## Problem to solve
Copy out the records below word for word, leaving out the pictures.

* START Data supplied *

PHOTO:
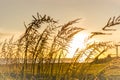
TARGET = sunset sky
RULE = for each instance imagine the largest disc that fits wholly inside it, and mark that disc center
(94, 13)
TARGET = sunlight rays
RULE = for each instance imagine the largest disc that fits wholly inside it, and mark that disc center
(78, 42)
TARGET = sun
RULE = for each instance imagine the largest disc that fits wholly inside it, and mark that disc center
(79, 41)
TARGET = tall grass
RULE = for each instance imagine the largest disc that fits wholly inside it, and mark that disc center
(39, 53)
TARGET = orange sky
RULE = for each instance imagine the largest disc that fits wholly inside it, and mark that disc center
(94, 13)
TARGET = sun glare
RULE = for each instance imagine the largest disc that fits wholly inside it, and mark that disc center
(78, 42)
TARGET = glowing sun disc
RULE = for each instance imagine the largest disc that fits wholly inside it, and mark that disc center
(77, 42)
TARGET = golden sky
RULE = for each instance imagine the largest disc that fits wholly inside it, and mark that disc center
(94, 13)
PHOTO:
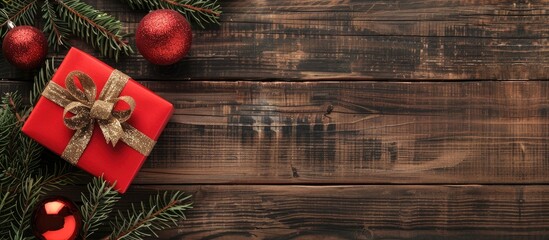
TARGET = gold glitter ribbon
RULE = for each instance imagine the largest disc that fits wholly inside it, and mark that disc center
(88, 111)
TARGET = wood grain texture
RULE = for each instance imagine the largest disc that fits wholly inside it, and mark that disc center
(376, 132)
(346, 39)
(360, 212)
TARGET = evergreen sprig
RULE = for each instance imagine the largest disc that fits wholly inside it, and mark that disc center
(57, 30)
(161, 212)
(200, 12)
(20, 12)
(97, 28)
(25, 179)
(29, 196)
(97, 206)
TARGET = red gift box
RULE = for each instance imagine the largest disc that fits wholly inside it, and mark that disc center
(117, 164)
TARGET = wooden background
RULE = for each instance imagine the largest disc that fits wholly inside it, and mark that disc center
(439, 127)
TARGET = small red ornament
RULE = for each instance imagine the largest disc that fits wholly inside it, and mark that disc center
(163, 37)
(56, 218)
(25, 47)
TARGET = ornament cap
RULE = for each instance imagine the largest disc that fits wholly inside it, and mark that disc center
(11, 25)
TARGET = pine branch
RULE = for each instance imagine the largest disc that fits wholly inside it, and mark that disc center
(19, 12)
(197, 11)
(6, 210)
(30, 195)
(162, 211)
(97, 206)
(97, 28)
(56, 30)
(41, 79)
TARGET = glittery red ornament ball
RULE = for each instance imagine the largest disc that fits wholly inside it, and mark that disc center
(25, 47)
(56, 218)
(163, 37)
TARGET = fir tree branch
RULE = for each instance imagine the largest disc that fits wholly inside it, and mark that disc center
(19, 12)
(162, 211)
(57, 30)
(198, 11)
(30, 195)
(97, 28)
(6, 210)
(97, 206)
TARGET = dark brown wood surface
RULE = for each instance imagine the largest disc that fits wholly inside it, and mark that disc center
(412, 132)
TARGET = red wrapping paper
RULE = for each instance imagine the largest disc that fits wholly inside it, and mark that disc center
(117, 164)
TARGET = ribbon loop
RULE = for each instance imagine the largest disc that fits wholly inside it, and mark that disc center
(87, 110)
(90, 91)
(101, 110)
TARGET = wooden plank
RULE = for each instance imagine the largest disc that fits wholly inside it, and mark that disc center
(359, 212)
(345, 39)
(377, 132)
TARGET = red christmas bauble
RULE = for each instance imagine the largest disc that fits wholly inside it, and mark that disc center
(56, 218)
(163, 37)
(25, 47)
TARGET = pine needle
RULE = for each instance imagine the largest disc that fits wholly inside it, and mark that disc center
(56, 30)
(97, 28)
(97, 206)
(19, 12)
(200, 12)
(161, 212)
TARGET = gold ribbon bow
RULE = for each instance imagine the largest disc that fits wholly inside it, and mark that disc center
(88, 110)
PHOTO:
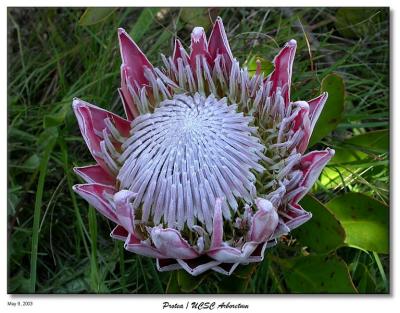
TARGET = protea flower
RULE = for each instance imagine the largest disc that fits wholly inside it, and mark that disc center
(207, 169)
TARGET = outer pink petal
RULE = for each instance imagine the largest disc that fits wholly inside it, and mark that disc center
(124, 209)
(282, 74)
(281, 230)
(226, 268)
(94, 194)
(299, 216)
(218, 43)
(178, 49)
(216, 238)
(166, 265)
(130, 108)
(198, 46)
(133, 244)
(91, 123)
(311, 165)
(258, 254)
(199, 269)
(95, 174)
(228, 254)
(316, 105)
(302, 121)
(171, 244)
(119, 233)
(264, 222)
(133, 58)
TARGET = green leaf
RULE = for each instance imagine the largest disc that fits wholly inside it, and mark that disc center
(333, 109)
(196, 17)
(374, 141)
(143, 23)
(266, 65)
(357, 151)
(32, 163)
(323, 233)
(362, 278)
(364, 219)
(316, 274)
(93, 16)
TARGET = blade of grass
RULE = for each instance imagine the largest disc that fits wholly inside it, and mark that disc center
(37, 211)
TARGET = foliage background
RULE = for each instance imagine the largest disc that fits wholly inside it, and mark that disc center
(57, 244)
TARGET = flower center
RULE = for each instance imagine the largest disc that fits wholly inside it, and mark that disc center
(186, 154)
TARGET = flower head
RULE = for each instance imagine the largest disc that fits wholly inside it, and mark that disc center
(208, 167)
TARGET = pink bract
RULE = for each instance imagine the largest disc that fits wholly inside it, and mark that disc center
(178, 175)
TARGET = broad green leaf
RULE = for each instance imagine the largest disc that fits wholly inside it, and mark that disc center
(316, 274)
(362, 278)
(356, 152)
(143, 23)
(93, 16)
(333, 109)
(323, 233)
(364, 219)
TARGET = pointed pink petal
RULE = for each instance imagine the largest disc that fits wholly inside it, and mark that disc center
(178, 49)
(218, 43)
(124, 209)
(302, 121)
(133, 58)
(91, 123)
(166, 265)
(170, 243)
(198, 269)
(198, 46)
(95, 195)
(228, 254)
(134, 245)
(119, 233)
(130, 108)
(225, 268)
(258, 254)
(311, 165)
(281, 230)
(282, 74)
(316, 105)
(95, 174)
(300, 216)
(264, 222)
(216, 238)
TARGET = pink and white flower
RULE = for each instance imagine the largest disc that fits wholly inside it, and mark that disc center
(207, 169)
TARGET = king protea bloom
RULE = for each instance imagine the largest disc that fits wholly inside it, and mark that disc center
(207, 169)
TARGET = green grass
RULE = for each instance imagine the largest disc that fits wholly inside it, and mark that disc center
(56, 244)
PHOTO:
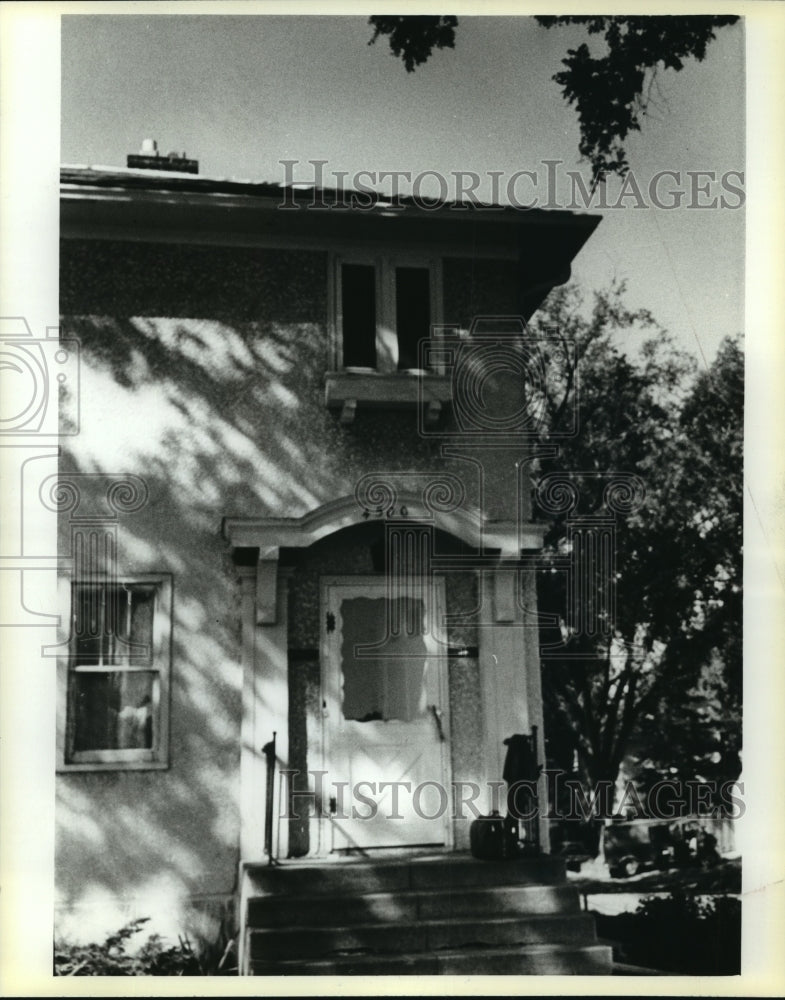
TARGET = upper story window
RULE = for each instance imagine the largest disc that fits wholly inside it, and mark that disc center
(116, 702)
(384, 308)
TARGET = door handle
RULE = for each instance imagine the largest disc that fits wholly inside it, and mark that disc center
(437, 715)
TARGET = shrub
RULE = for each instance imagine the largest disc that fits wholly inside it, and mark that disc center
(111, 958)
(677, 933)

* END Data supplied *

## Complete answer
PHOTO:
TARGET = sunset sky
RULE = for each instance imagine the largest disc that fits wholly inside it, and mark that disc center
(94, 13)
TARGET = sunlight rays
RULE = for each instance imagine the largest disc that fits wholly inside it, and mark that disc center
(78, 42)
TARGET = sun
RULE = for each instance imagine the largest disc that fits wholly inside it, and mark that disc center
(79, 41)
TARGET = tall grass
RULE = for each instance imagine the largest disc that fits wholly inside it, and mark that disc center
(39, 53)
TARGET = orange sky
RULE = for each instance imagine the largest disc that fits wholly inside it, and mark that disc center
(94, 13)
TARGET = sun glare
RULE = for each instance imagine the largest disc that fits wholly inside it, and mark that disc center
(78, 42)
TARGET = glowing sun disc
RULE = for each instance imagine the largest disc that fits wholly inside it, and mark that disc center
(77, 42)
TARGET = golden sky
RULE = for each instance imagine the largest disc that fits wholly inside it, and mark that disc center
(94, 13)
PHOTO:
TARGET = gold glitter ribbon
RULE = for each instance imagine the largest disc that fits wholly inside it, and mark that disc center
(88, 111)
TARGET = wood grain texture
RULE = for each instance imagine the largest disc that fits wholly inside it, and mark that disc center
(376, 132)
(346, 39)
(360, 212)
TARGET = evergreen sprig
RULE = for each instance imagine the largest disc that fits wholly inside it, and mark that disc center
(57, 30)
(161, 212)
(200, 12)
(20, 12)
(97, 28)
(25, 179)
(29, 196)
(97, 206)
TARGET = red gift box
RULE = for each instance imagine the largest disc that fits wholly inside it, and mark that disc center
(117, 164)
TARGET = wooden background
RULE = for each instance imagine the largest disc that fits wholly inside it, and mark that disc center
(439, 127)
TARGET = small red ornament
RULE = for each instance imagine the largest disc that fits wholly inside it, and mark that disc center
(163, 37)
(56, 218)
(25, 47)
TARGET = ornament cap
RULE = for each instance imagine the largest disc that fits wholly inside it, and mark that disc center
(11, 25)
TARGET = pine branch
RULE = for each instance imagine the largest disc that fits wholly inside it, and mark that disc center
(19, 12)
(197, 11)
(6, 210)
(30, 195)
(162, 211)
(97, 206)
(97, 28)
(56, 30)
(41, 79)
TARGET = glittery red ornament ball
RULE = for each instance imagine the largest disc that fits wholly inside it, and mark that disc center
(25, 47)
(56, 218)
(163, 37)
TARGET = fir tree branch
RULE = for each instance imagine the largest disc that fits wholly inside it, and mark that disc center
(19, 12)
(162, 211)
(57, 30)
(198, 11)
(30, 195)
(97, 28)
(6, 210)
(97, 206)
TARGET = dark brown wood surface
RULE = for each instance imagine the largest disc that fits wholly inside it, and mark that disc center
(412, 132)
TARGET = red wrapping paper
RULE = for each instance imagine the largest disc that fits wholly inside it, and mark that disc center
(117, 164)
TARGET = ribbon loop
RULE = for each instance imagine the largest disc that fits wholly inside it, and mark that disc center
(87, 110)
(90, 91)
(101, 110)
TARGET = wooden plank
RULE = for each instance imagine the largest disc that fits wholly inside it, and mark that disc center
(359, 212)
(345, 39)
(377, 132)
TARGET = red christmas bauble
RULE = for each instance imagine the largest disc that fits wholly inside it, and mark that disc center
(56, 218)
(163, 37)
(25, 47)
TARGET = pine needle
RULE = for each instance imagine the largest disc that fits wholly inside it, and mark that disc center
(56, 30)
(97, 28)
(97, 206)
(19, 12)
(200, 12)
(161, 212)
TARGET = gold ribbon bow
RULE = for each instance imagine the largest disc that fits wholly inside it, and mark that disc center
(88, 110)
PHOTO:
TARGET = protea flower
RULE = for each instance imagine the largest disc that fits wholly inside it, and mark that disc center
(207, 169)
TARGET = outer pink petal
RULE = for each instance imagine the largest disc that fits wholly inside it, and mark that disc center
(124, 209)
(282, 74)
(281, 230)
(226, 268)
(94, 194)
(299, 216)
(218, 43)
(178, 49)
(216, 238)
(166, 265)
(130, 108)
(198, 46)
(133, 244)
(91, 123)
(311, 165)
(258, 254)
(199, 269)
(95, 174)
(228, 254)
(316, 105)
(302, 121)
(171, 244)
(119, 233)
(264, 222)
(133, 58)
TARGET = green leaf
RULE = for each instance imagine the largest disc that fits wholly inside it, and mark that disc center
(333, 109)
(196, 17)
(374, 141)
(143, 23)
(266, 65)
(357, 151)
(32, 163)
(323, 233)
(362, 278)
(364, 219)
(316, 274)
(93, 16)
TARGET = blade of grass
RULE = for each instance imagine the largest disc that fits wholly inside it, and mark that disc center
(37, 211)
TARGET = foliage background
RULE = for each instance imagine the largest disc that fits wholly inside it, and mark that disc center
(57, 244)
TARGET = flower center
RULE = for each instance imagine the largest disc that fits wholly inside it, and mark that disc center
(186, 154)
TARGET = flower head
RULE = for each instance imagine the largest disc that fits wholly inside it, and mark that disc center
(208, 167)
TARGET = pink bract
RULE = for each instance imagine the largest disc that fits wholly inside it, and mark that disc center
(178, 175)
TARGET = broad green leaf
RULE = for each instance imagine the largest disc that fits wholly inside it, and mark that disc center
(316, 274)
(362, 278)
(356, 152)
(143, 23)
(93, 16)
(333, 109)
(323, 233)
(364, 219)
TARGET = pointed pink petal
RULE = for each instance imagine the largest disc that fits wholly inside it, and mark that disc center
(178, 49)
(218, 43)
(124, 209)
(302, 121)
(133, 58)
(91, 123)
(166, 265)
(170, 243)
(198, 269)
(198, 46)
(95, 195)
(228, 254)
(134, 245)
(119, 233)
(130, 108)
(225, 268)
(258, 254)
(311, 165)
(281, 230)
(282, 74)
(316, 105)
(95, 174)
(300, 216)
(264, 222)
(216, 238)
TARGET = pink and white flower
RULE = for each instance imagine the largest disc that fits wholly inside it, and mark that disc center
(207, 169)
TARGET = king protea bloom
RULE = for each instance imagine the largest disc that fits wholly inside it, and mark that disc center
(207, 169)
TARGET = green grass
RULE = for each instance imagine the largest disc that fits wholly inside it, and mark that disc center
(56, 244)
PHOTO:
TARGET = upper story window
RULE = for each instance imagine the largest disc that fits wholly inside it, and mark that disc center
(116, 702)
(384, 308)
TARGET = door handle
RULE = for each instance imagine the largest disc that fits wholly inside it, and mark that disc center
(437, 715)
TARGET = shrub
RULE = for each instance imagine the largest disc that fits wholly inside it, and mark that disc center
(111, 958)
(677, 933)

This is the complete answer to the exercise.